- _Stated problem_
Rewrite the material below so that "one point per instance" becomes "a single point for each instance" wherever it occurs, and change nothing else.

- _Materials provided_
** Begin **

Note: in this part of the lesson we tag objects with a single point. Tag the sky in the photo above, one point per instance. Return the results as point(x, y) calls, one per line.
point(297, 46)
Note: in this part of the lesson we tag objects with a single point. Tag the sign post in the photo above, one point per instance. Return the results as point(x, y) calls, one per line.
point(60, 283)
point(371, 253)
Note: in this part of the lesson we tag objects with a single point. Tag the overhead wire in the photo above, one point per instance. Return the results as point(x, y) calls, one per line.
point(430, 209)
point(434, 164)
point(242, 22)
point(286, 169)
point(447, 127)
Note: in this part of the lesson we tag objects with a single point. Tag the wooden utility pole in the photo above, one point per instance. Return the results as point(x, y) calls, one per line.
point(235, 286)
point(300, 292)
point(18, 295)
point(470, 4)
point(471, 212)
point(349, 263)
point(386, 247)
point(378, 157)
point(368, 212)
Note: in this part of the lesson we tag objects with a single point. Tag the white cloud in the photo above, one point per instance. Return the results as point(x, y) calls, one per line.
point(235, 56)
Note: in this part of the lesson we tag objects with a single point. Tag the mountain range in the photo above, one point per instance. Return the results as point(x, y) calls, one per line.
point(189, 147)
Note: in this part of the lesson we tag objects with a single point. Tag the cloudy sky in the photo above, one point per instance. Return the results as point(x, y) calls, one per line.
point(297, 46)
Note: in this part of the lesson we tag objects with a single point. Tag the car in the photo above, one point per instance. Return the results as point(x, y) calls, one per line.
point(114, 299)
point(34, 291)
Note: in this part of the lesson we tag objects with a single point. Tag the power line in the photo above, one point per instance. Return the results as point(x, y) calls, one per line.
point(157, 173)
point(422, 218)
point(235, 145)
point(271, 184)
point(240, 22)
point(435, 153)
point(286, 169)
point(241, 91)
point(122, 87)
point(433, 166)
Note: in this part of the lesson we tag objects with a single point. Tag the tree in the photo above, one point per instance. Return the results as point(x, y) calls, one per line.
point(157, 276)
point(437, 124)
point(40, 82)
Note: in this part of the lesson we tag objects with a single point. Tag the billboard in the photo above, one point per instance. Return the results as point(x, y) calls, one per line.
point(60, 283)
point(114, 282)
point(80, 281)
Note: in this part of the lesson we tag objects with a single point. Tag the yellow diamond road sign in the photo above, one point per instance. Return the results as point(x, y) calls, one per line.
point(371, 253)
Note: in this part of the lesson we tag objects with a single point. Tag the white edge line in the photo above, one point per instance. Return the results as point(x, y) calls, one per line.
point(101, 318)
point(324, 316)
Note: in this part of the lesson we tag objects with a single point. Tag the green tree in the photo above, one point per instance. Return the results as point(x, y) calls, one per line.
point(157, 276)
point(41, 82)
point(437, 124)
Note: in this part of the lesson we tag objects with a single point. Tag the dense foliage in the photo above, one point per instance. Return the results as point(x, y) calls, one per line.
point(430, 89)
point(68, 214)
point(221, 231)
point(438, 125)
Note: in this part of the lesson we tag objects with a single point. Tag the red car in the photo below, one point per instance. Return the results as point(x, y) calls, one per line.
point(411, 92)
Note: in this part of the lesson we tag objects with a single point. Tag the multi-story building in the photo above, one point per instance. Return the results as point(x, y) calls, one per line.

** End **

- _Answer in full_
Note: in this part of the lesson we tag objects with a single point. Tag the sky in the photo above, a single point for each instance. Return the results as point(x, y) calls, one per line.
point(297, 46)
Note: in this part of the lesson we tag objects with a single point. Tag the sign post in the photo above, a single point for each instance. Return the results as point(x, y) calls, one per line.
point(60, 283)
point(371, 253)
Note: in this part of the lesson we tag objects with a single point. Tag the overhead wire in the photo above, a single point for each instance. Return the results as point(x, y) calls, one per line.
point(430, 209)
point(434, 164)
point(242, 22)
point(286, 169)
point(447, 127)
Note: in this part of the lesson we tag objects with a single point. Tag the wooden utility pole in the photo above, a single point for each instance. Return the results as point(x, y) calls, one per line.
point(235, 286)
point(300, 292)
point(18, 295)
point(470, 4)
point(471, 212)
point(349, 263)
point(386, 247)
point(378, 157)
point(368, 212)
Note: in this part of the lesson we tag objects with a single point. Tag the white cloud in the photo above, a single point for each instance. Return the results as point(x, y) calls, one per line.
point(235, 56)
Note: in this part of the lesson we tag objects with a single point. Tag the mountain range in the photo above, a single point for each instance. Return the results as point(x, y) calls, one per line.
point(189, 147)
Note: in this part of the lesson we tag objects with a single point. Tag the cloudy sky in the photo above, a single point for each instance. Return the results as point(x, y) calls, one per line.
point(297, 46)
Note: in this part of the lesson we tag objects with a single point. Tag the car in the photo above, a single point for each instance. Return the results as point(x, y) calls, one per line.
point(114, 299)
point(34, 291)
Note: in this part of the lesson we tag objects with a single point. Tag the power line in the photo above, a single point for each instance. Return the results as point(x, y) calls, one per line.
point(157, 173)
point(422, 218)
point(235, 145)
point(271, 184)
point(240, 22)
point(435, 153)
point(286, 169)
point(241, 91)
point(122, 87)
point(433, 166)
Note: in this part of the lesson we tag objects with a single point. Tag the tree in the photo above, a single point for each instance. Return the results as point(x, y) calls, one per line.
point(157, 276)
point(437, 124)
point(40, 82)
Note: in this part of the lesson we tag objects with a single point. Tag the billboard in the photo above, a single point for each instance. Return the results as point(x, y) calls, one per line.
point(60, 283)
point(114, 282)
point(80, 281)
Note: in this part of the lesson we tag objects with a single point. Tag the yellow diamond road sign in the photo above, a single point for each instance. Return the results as point(x, y) calls, one per line.
point(371, 253)
Note: in this part of the lesson we tag objects with a single point. Tag the white edge line in the photo above, a single point for each instance. Return the results as point(x, y) calls, one per line.
point(101, 318)
point(324, 316)
Note: in this part of the lesson we tag objects with a single point. Tag the green tree in the photo above, a single point for each instance. Return the results as point(x, y) calls, one per line.
point(157, 276)
point(41, 82)
point(437, 124)
Note: in this part of the lesson we tag objects with a single point. Tag the dense foliage in the photo above, a single point for each instance. Return the results as point(x, y) calls, one per line.
point(430, 89)
point(68, 214)
point(221, 231)
point(438, 125)
Note: in this part of the lesson we tag objects with a single point. Tag the red car in the photo below, a single point for each instance. Return the results as point(x, y) calls, one per line.
point(411, 92)
Note: in this part of the lesson we tag objects with a single point. Tag the multi-story building in the photo above, a single point for each instance. Return the results as point(x, y) calls, one per line.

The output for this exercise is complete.